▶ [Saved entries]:

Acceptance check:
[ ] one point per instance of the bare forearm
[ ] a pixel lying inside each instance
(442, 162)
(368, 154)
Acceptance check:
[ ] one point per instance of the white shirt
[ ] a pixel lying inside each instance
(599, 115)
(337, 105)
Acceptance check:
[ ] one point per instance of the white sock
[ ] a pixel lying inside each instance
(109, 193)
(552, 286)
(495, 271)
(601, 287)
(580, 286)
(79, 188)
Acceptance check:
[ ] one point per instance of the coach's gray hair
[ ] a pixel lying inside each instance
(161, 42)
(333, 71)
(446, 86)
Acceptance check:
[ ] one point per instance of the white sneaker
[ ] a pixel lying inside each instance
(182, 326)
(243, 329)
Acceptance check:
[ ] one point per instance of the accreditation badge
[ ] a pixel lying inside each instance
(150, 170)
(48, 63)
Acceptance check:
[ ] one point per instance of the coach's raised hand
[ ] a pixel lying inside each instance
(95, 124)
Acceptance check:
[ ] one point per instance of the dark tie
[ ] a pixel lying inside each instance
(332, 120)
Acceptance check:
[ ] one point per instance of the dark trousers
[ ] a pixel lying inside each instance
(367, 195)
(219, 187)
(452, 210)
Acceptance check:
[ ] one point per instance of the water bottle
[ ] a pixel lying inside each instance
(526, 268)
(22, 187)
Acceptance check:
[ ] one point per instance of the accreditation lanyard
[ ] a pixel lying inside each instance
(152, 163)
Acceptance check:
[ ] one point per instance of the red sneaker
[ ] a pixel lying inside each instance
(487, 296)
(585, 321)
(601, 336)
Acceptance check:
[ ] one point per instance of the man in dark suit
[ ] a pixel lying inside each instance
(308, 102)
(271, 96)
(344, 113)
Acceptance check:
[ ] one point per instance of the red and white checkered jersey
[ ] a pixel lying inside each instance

▶ [ABOUT THIS TASK]:
Collect every line with the string "white" from the records, and copy each.

▶ [SOLUTION TO THE EXERCISE]:
[ ] one point per instance of the white shirt
[ ] one point per instance of the white sock
[ ] one point per instance of the white sneaker
[ ] one point per instance of the red and white checkered jersey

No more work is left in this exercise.